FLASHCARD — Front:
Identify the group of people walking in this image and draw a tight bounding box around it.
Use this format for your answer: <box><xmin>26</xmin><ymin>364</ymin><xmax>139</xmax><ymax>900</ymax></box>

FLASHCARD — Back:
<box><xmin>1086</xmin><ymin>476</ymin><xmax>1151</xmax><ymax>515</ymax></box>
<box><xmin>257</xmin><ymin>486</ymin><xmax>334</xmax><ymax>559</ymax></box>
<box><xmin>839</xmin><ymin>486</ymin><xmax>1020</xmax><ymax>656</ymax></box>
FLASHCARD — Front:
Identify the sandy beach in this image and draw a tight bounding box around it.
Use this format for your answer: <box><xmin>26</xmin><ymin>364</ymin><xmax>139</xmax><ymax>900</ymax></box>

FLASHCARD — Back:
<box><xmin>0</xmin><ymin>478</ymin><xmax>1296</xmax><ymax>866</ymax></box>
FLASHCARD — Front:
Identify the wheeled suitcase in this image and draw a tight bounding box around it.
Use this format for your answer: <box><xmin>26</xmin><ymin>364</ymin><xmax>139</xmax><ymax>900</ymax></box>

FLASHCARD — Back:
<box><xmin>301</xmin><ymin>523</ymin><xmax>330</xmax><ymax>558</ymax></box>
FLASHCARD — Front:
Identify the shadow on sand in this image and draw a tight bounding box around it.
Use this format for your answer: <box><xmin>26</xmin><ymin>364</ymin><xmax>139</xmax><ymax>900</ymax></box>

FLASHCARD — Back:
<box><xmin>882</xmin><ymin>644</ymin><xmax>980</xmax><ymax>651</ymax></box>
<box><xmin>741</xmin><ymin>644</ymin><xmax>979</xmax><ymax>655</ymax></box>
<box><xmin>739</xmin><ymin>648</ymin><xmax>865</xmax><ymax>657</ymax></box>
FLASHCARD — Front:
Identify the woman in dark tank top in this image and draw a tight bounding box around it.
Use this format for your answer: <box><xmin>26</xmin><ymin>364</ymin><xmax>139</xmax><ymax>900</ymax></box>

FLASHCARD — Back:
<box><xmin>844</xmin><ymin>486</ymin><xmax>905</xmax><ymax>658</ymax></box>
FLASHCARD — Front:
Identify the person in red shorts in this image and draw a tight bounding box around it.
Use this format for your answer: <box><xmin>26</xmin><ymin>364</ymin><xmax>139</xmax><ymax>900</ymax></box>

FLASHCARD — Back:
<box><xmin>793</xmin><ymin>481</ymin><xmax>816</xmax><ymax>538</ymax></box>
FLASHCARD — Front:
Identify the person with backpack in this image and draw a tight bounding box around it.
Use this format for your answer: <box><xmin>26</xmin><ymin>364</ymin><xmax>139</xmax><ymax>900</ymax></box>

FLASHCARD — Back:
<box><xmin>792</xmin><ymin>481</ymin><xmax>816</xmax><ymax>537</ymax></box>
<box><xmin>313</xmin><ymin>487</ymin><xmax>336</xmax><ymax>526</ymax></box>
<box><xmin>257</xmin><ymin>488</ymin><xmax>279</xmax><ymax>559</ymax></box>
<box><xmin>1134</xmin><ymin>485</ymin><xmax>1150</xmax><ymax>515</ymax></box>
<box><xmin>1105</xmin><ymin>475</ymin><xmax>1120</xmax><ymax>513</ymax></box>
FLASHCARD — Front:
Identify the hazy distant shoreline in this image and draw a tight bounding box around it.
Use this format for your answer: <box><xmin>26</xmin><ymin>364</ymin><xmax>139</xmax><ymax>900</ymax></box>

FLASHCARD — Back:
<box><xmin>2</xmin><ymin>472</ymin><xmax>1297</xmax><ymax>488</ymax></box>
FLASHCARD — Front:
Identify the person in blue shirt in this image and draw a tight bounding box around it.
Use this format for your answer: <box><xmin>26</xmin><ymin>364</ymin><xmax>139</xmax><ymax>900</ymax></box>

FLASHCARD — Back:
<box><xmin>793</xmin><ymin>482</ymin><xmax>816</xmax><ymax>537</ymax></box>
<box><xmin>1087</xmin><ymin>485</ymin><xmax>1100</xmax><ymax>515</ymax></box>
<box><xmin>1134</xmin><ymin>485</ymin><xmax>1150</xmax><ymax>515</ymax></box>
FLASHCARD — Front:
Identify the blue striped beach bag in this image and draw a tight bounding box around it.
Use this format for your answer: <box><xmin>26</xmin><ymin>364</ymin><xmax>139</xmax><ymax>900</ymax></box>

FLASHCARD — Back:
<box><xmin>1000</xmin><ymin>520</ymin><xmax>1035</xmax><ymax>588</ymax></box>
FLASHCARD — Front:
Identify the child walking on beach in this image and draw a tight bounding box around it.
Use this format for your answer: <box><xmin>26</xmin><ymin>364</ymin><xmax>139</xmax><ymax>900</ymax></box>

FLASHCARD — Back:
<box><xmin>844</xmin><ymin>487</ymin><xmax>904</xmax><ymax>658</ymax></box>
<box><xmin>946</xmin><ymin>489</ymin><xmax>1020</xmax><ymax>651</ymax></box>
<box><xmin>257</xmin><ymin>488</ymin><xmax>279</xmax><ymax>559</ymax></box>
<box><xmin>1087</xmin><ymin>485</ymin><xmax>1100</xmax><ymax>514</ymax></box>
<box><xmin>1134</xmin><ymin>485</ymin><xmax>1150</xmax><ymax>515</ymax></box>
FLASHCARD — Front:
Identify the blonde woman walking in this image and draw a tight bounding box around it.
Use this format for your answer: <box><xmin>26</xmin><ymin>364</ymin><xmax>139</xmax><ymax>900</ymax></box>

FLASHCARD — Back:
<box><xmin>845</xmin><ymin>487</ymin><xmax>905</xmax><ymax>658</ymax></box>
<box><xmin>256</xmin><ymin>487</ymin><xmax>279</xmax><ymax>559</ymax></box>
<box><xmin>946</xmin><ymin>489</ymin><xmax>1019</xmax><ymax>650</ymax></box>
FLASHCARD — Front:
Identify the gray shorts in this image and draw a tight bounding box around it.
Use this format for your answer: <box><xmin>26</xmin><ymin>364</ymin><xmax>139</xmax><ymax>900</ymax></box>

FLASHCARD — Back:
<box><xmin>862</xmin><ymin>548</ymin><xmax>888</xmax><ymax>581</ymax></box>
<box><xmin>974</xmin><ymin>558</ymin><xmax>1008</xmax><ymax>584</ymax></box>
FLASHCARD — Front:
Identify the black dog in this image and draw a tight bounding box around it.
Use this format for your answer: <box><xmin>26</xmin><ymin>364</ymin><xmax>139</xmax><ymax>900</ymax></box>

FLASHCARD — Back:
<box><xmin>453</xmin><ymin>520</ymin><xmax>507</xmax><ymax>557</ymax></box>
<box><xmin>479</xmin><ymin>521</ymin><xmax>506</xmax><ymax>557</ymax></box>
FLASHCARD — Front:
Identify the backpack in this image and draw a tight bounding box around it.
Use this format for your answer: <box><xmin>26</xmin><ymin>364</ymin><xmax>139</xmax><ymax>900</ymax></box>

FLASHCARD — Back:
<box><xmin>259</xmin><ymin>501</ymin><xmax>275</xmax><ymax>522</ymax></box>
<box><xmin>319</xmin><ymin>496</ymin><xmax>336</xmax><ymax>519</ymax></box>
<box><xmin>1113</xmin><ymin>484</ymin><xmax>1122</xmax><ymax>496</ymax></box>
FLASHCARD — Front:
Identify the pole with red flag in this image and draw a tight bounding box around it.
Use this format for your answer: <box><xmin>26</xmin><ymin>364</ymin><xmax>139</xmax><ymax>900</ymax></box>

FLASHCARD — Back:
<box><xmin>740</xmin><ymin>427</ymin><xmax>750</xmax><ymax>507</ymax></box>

- Task
Copy each line of the preceding material that contains "beach".

- Result for this task
Identify the sandy beach in this image and draw a tight bounding box around it.
Identify the blue striped beach bag in this image and draw a tight bounding box around it.
Identify the child walking on beach in this image and draw a tight bounding box around it.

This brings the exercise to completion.